**GOAL**
Reproduce the entries below line for line, without changing anything.

★ ★ ★ ★

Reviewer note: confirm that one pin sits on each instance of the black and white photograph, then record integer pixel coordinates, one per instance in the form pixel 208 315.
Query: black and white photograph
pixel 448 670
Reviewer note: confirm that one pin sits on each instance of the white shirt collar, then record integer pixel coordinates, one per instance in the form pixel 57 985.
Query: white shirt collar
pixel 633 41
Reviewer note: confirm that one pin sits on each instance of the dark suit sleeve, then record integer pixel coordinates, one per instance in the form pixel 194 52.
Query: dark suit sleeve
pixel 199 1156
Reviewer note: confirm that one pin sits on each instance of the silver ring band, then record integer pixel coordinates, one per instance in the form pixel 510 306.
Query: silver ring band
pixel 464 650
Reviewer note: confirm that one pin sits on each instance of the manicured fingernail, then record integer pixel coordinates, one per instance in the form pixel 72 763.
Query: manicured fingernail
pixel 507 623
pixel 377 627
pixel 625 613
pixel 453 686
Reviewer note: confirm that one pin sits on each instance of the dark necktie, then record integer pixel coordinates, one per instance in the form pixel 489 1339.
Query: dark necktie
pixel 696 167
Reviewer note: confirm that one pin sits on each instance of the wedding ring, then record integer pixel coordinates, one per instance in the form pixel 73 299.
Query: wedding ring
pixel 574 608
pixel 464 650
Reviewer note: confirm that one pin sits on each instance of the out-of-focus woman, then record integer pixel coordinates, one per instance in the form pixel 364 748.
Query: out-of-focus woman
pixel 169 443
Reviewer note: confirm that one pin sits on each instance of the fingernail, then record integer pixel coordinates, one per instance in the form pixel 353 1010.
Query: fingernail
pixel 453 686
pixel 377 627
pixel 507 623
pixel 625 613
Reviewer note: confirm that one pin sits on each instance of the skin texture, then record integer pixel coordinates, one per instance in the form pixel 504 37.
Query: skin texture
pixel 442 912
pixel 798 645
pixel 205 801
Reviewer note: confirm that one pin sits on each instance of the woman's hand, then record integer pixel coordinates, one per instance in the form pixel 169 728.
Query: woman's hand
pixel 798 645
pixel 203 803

★ ★ ★ ★

**REPLY**
Reviewer note: confirm that one pin sits on each instance of the black and white photograph, then record integer pixel coordinates, one per instance in the form pixel 208 315.
Query: black and white photograph
pixel 448 670
Reviewer note: confirm that one pin sits on each instance of the white shirt collar, then record integer pixel coordinates, one per instance in the form pixel 57 985.
Query: white shirt collar
pixel 633 41
Reviewer note: confirm that one pin sits on each instance of the dark suit sleeve, then record integer pixel coordinates, one per instance in the form pixel 194 52.
Query: dark suit sleeve
pixel 199 1156
Reviewer note: confirm that one pin sits on each instance of the silver ring band, then record integer pixel coordinates, one per instance in the form pixel 510 306.
Query: silver ring band
pixel 464 650
Reviewer note: confirm that one pin sits on each instance of the manicured fingernail, then record integer pixel coordinates, one per instance in the form pixel 72 763.
Query: manicured fingernail
pixel 507 623
pixel 377 627
pixel 625 613
pixel 453 686
Reviewer note: confirm that one pin sits on each instance of the dark necktie, then record integer pixel coordinates, one per instance in the form pixel 489 1339.
Query: dark necktie
pixel 696 167
Reviewer note: confirm that one pin sits on each instance of the wedding ring, then record integer pixel coordinates, one per instance in the form pixel 73 299.
Query: wedding ring
pixel 574 608
pixel 464 650
Reviewer note: confirm that one pin sits on each instance of the out-of-focus woman, then record integer pixel coordinates, one per instance in the form pixel 364 748.
Query: out-of-focus woman
pixel 169 443
Reviewer note: confirm that one pin sits on each instance of the fingernail, then record integer pixel coordinates, one per instance in the form pixel 353 1010.
Query: fingernail
pixel 453 686
pixel 377 627
pixel 507 623
pixel 625 613
Reviewer note: confirm that one pin sits on each instance of the skin texture, then record integer pixel coordinates, one per instance in the form pixel 504 37.
Query: skin texture
pixel 442 912
pixel 798 645
pixel 205 801
Reviewer note: confirm that one pin sits on each instance of the woman's hand, then record integer pixel coordinates, one per instance in the form pixel 169 728.
Query: woman's hand
pixel 798 645
pixel 203 803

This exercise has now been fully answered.